2018-12-19

Creating Reusable Code

Create reusable software is challenging, especially when that software may be reused in situations or scenarios for which it may not necessarily have been designed. We’ve all had that meeting where a boss or manager asked the question: “What you’ve designed is great, but can we also use it here?”

In the last month I’ve had this exact experience, from which I’ve learned a number of valuable lessons about crafting reusable software.

eTexts and annotations

When I first started working for eNotes, my initial task was to fix some code related to electronic texts that we displayed on our site (e.g., Shakespeare, Poe, Twain, etc.). We have a significant collection of annotations for many texts, and those annotations were displayed to users when highlights in the text were clicked. A couple of years ago we spun this technology off into a separate product, Owl Eyes, with additional teacher tools and classroom management features. Because of my experience with the existing eText and annotation code, and because I am primarily responsible for front-end JavaScript, I was tasked with building a “Kindle-like” experience in the browser for these eTexts. (This is one of the highlights of my career. The work was hard, and the edge cases were many, but it works very well across devices, and has some pretty cool features.)

Filtering, serializing, and fetching annotation data

The teacher and classroom features introduced some additional challenges that were not present when the eText content was first hosted on enotes.com. First, classrooms had to be isolated from one another, meaning that if a teacher or student left an annotation in an eText for their classroom, it would not be visible to anyone outside the classroom. Also, a teacher needed the ability to duplicate annotations across classrooms if they taught multiple courses with the same eText. Eventually we introduced paid subscriptions for premium features, which made annotation visibility rules even more complicated. All Owl Eyes Official annotations are available for free, public viewing, but certain premium educator annotations are restricted to paid subscribers. (Also, students in a classroom taught by a teacher with a paid subscription are considered subscribers, but only within that classroom’s texts!) It was complicated.

> Exercise requirements
**a.** In the post on reusable code, what is the name of the separate product the eText technology was spun off into?
**b.** From the post on reusable code, return the passage starting at "Create reusable software" and ending at "crafting reusable software.".
**c.** Write the next part of the post on reusable code, picking up right after its last sentence.
You won't need the records that come after this post on reusable code.

> Record set
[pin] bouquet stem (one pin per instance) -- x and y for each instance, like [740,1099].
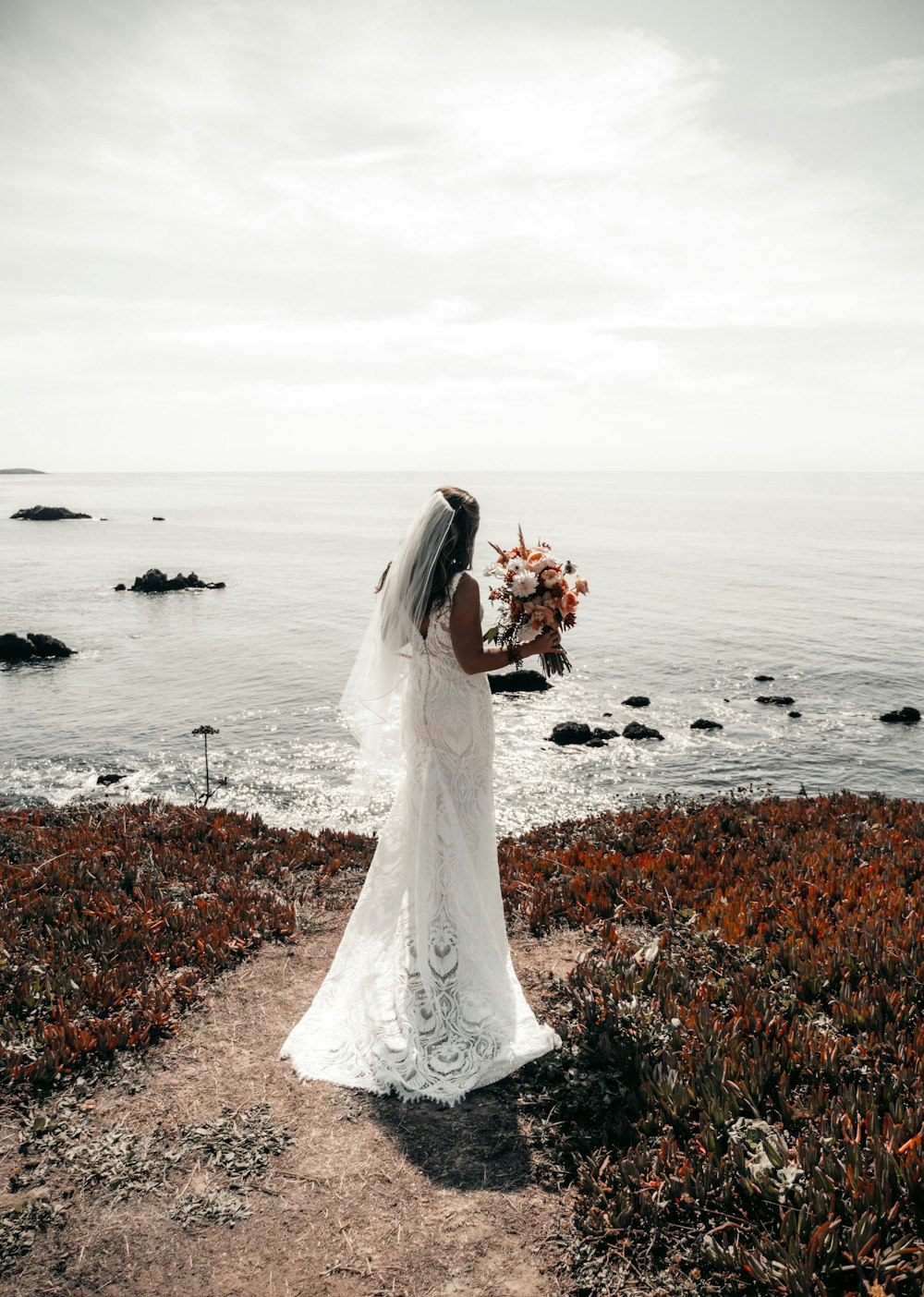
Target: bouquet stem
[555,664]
---
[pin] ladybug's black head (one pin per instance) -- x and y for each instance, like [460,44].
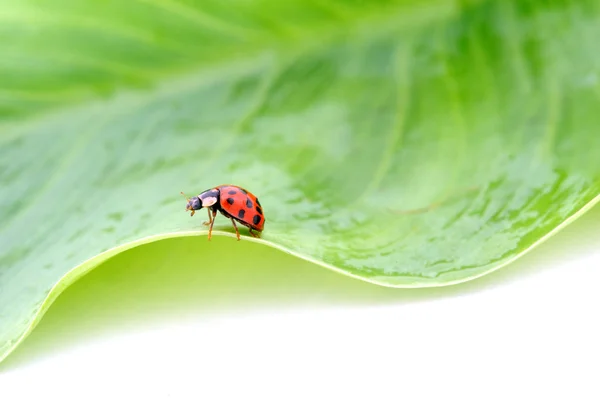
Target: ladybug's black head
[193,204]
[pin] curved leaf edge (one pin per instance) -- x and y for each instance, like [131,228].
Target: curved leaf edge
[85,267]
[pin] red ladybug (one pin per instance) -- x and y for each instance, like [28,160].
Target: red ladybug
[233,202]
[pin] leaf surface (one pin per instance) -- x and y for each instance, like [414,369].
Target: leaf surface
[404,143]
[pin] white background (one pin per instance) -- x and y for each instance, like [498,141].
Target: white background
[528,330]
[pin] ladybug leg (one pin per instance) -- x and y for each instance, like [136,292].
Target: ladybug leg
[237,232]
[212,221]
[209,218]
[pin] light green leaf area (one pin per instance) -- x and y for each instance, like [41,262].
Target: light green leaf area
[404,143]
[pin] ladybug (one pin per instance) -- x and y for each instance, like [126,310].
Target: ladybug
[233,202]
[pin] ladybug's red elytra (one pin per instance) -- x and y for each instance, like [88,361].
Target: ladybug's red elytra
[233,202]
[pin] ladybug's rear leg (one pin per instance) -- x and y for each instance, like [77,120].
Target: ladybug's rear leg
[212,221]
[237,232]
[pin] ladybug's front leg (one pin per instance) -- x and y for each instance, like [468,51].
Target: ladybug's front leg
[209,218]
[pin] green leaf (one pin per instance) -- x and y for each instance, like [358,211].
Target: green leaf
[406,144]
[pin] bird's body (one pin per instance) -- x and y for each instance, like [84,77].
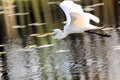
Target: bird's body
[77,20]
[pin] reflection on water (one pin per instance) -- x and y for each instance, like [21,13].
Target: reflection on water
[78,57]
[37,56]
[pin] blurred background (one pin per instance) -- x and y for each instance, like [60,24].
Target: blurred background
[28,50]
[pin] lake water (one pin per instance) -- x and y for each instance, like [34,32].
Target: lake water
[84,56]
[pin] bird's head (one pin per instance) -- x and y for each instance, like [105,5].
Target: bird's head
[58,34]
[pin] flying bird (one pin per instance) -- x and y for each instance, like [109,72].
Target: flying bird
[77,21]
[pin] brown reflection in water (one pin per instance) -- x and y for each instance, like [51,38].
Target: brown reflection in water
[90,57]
...
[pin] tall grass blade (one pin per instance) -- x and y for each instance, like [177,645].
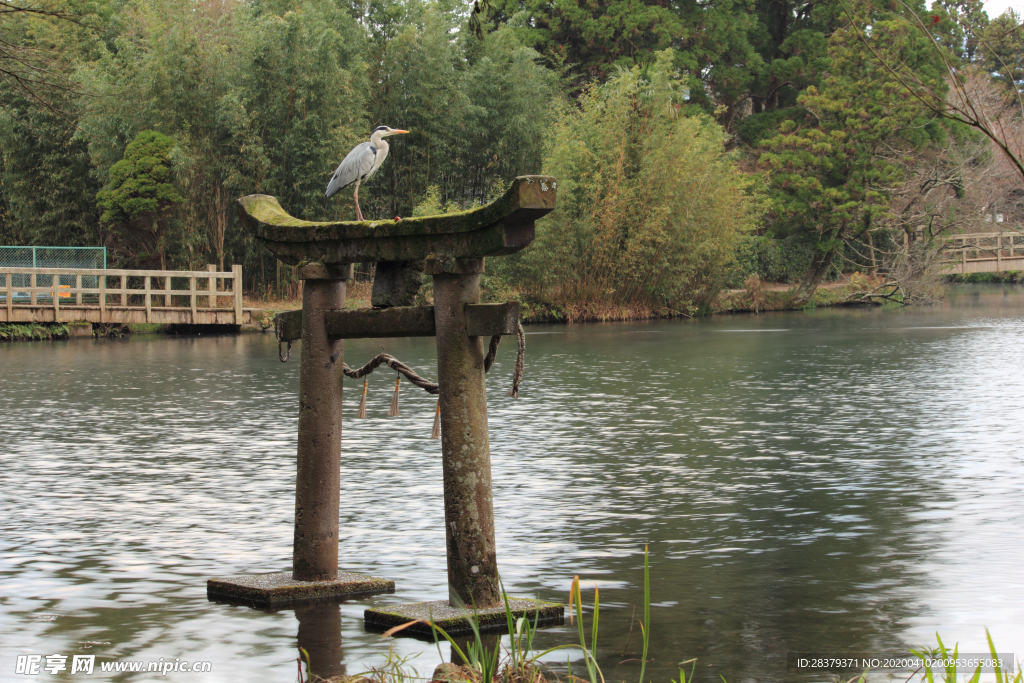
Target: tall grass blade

> Solved tasks
**a.** Owl Eyes

**b.**
Create reusable software is challenging, especially when that software may be reused in situations or scenarios for which it may not necessarily have been designed. We’ve all had that meeting where a boss or manager asked the question: “What you’ve designed is great, but can we also use it here?”

In the last month I’ve had this exact experience, from which I’ve learned a number of valuable lessons about crafting reusable software.

**c.**
We devised a strategy whereby a chain of composable rules could be applied to any set of annotations, to filter them by our business requirements. These rules implemented a simple, identical interface, and each could be passed as an argument to another to form aggregates. The filtered annotation data was then serialized as JSON and emitted onto the page server-side. When the reader renders in the client this data is deserialized and the client-side application script takes over.

The role that a given user possesses in the system often determines if they can see additional meta-data related to annotations, or whether they can perform certain actions on those annotations. These were communicated to the front-end to enable/disable features as needed, and then enforced on the back-end should a clever user attempt to subvert the limitations of his own role. To keep the data footprint as light as possible on the page, we developed a composable serialization scheme that could be applied to any entity in our application. The generic serialization classes break down an entity’s data into a JSON structure, while more specialized serialization classes add or remove data based on a user’s role and permissions. In this way a given annotation might contain meta-data of interest to teachers, but would exclude that meta-data for students. Additional information is added if the user is an administrator, to give them better control over the data on the front-end.

The end result is that, from a user’s perspective, the annotations visible to them, and the data within those annotations, are tailor-made to the user when the eText reader is opened.

Fast-forward to the present day. I have recently been tasked with bringing our eTexts and annotations full circle, back to enotes.com. We brainstormed about the best way to make this happen, as enotes.com lacks the full eText and annotation data, as well as the rich front-end reading experience.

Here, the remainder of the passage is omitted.